#### Work to complete
Please answer these about the "Fit or Fat?" post:
(a) What is Joey Karate's goal?
(b) Which two fighters does the post name?
(c) Where is Liddell shown prowling?

#### Selected passage
········

Fit or Fat?
Martial artists are often considered some of the most highly skilled and best conditioned athletes in the world. Many maintain peak fitness and regularly undergo grueling training sessions. All attempt to practice and healthy lifestyles.
Then there’s Joey Karate . . .
If you’ve seen some of his act, then you know why I can’t post too much on this family-friendly blog. Let’s suffice to say his goal is to parody all the so-called “masters” whose authority is somewhat undermined by being overweight.
We’ve all seen the swindlers whose bravado oversteps their skill and the effectiveness of their art. But would you call guys like Chuck Liddell and Georges St-Pierre fat and incapable in a fight? Let’s take a look.
Here’s a shot of Liddell prowling the Octagon during the Ultimate Fighter. Presumably, he is looking for cookies.
In this picture Liddell is being sportsmanlike, but he also looks hungry. Not in the competitive sense, mind you.
Georges is looking forward to the end of his training session so he can check out the new pastry shop in town.
Did Georges just win his fight here? Obviously ice cream is in order!
The Battle of the Bulge
Yeah, I just wrote a bunch of fat jokes about two of the most successful fighters in UFC history. Hopefully they won’t track me down and beat me up. But they’d have to catch me first, and clearly that would be difficult since they’re carrying so much extra weight.

········

#### Source information

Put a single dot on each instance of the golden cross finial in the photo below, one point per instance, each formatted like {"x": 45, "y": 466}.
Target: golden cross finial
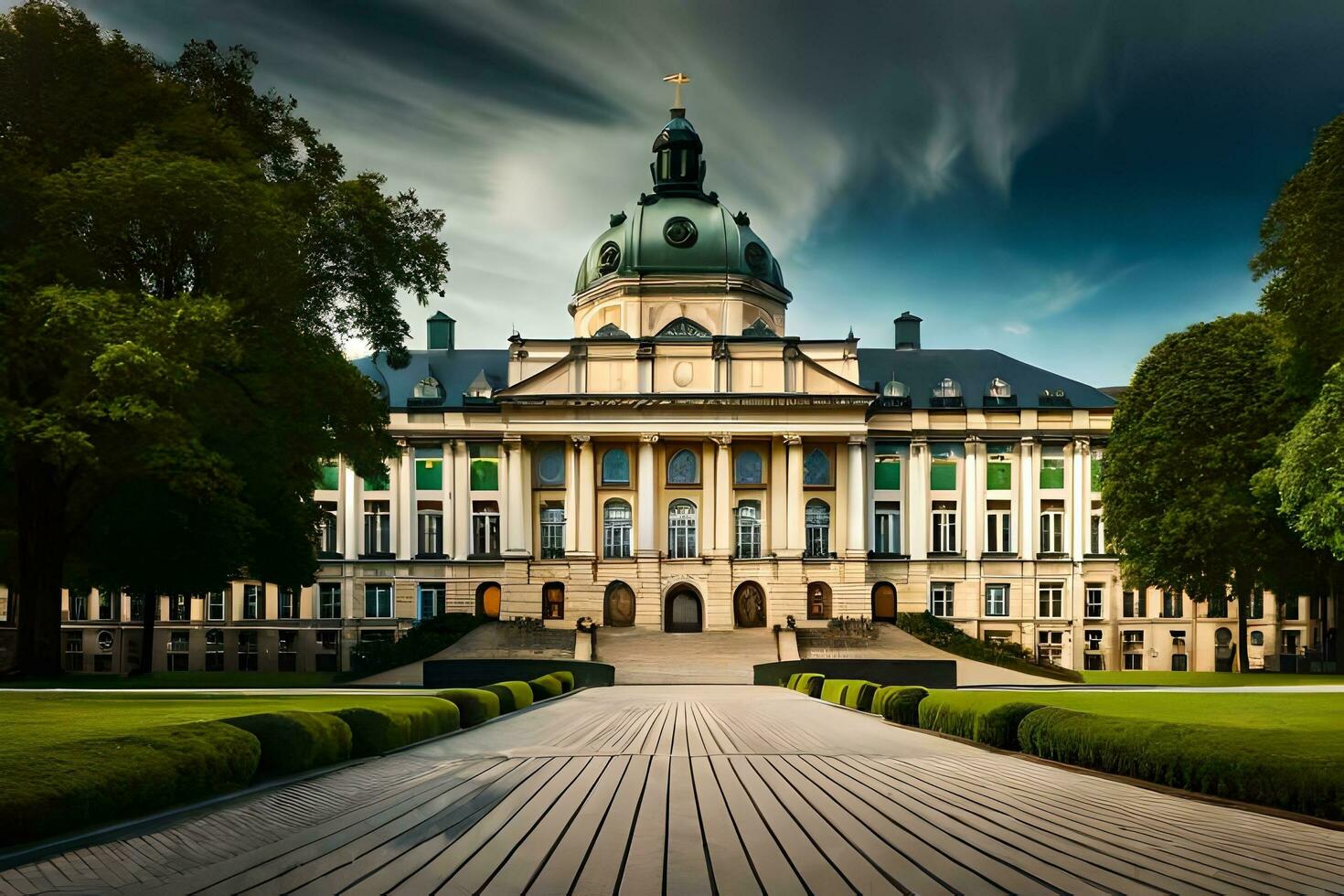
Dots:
{"x": 679, "y": 78}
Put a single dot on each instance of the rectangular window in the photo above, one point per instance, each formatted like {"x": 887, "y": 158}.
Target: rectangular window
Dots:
{"x": 997, "y": 600}
{"x": 1051, "y": 468}
{"x": 1174, "y": 606}
{"x": 886, "y": 466}
{"x": 378, "y": 601}
{"x": 552, "y": 531}
{"x": 246, "y": 652}
{"x": 485, "y": 466}
{"x": 749, "y": 531}
{"x": 433, "y": 600}
{"x": 1093, "y": 602}
{"x": 378, "y": 527}
{"x": 377, "y": 483}
{"x": 329, "y": 480}
{"x": 251, "y": 602}
{"x": 941, "y": 598}
{"x": 429, "y": 528}
{"x": 429, "y": 469}
{"x": 998, "y": 527}
{"x": 288, "y": 603}
{"x": 886, "y": 527}
{"x": 1050, "y": 646}
{"x": 1051, "y": 601}
{"x": 485, "y": 528}
{"x": 1051, "y": 527}
{"x": 944, "y": 527}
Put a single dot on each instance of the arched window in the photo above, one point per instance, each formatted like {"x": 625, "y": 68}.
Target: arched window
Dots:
{"x": 749, "y": 529}
{"x": 748, "y": 468}
{"x": 817, "y": 528}
{"x": 615, "y": 468}
{"x": 818, "y": 601}
{"x": 816, "y": 468}
{"x": 683, "y": 469}
{"x": 682, "y": 529}
{"x": 615, "y": 528}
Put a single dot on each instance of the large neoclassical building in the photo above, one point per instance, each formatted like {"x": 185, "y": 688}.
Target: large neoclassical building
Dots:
{"x": 682, "y": 461}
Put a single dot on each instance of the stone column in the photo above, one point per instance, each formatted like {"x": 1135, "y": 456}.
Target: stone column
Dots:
{"x": 709, "y": 538}
{"x": 517, "y": 500}
{"x": 461, "y": 501}
{"x": 646, "y": 498}
{"x": 723, "y": 493}
{"x": 588, "y": 495}
{"x": 795, "y": 448}
{"x": 857, "y": 497}
{"x": 1026, "y": 512}
{"x": 974, "y": 500}
{"x": 405, "y": 544}
{"x": 918, "y": 512}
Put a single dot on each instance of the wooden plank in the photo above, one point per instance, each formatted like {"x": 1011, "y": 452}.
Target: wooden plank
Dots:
{"x": 644, "y": 858}
{"x": 562, "y": 868}
{"x": 603, "y": 865}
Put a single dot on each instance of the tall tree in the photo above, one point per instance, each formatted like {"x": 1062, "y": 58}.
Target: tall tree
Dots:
{"x": 1187, "y": 438}
{"x": 176, "y": 192}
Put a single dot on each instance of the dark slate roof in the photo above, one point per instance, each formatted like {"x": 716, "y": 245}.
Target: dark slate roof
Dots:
{"x": 921, "y": 368}
{"x": 454, "y": 368}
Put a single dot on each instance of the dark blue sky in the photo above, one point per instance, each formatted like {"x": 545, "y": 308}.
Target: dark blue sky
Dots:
{"x": 1063, "y": 182}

········

#### Task solution
(a) To parody all the so-called "masters" whose authority is somewhat undermined by being overweight.
(b) Chuck Liddell and Georges St-Pierre.
(c) The Octagon, during the Ultimate Fighter.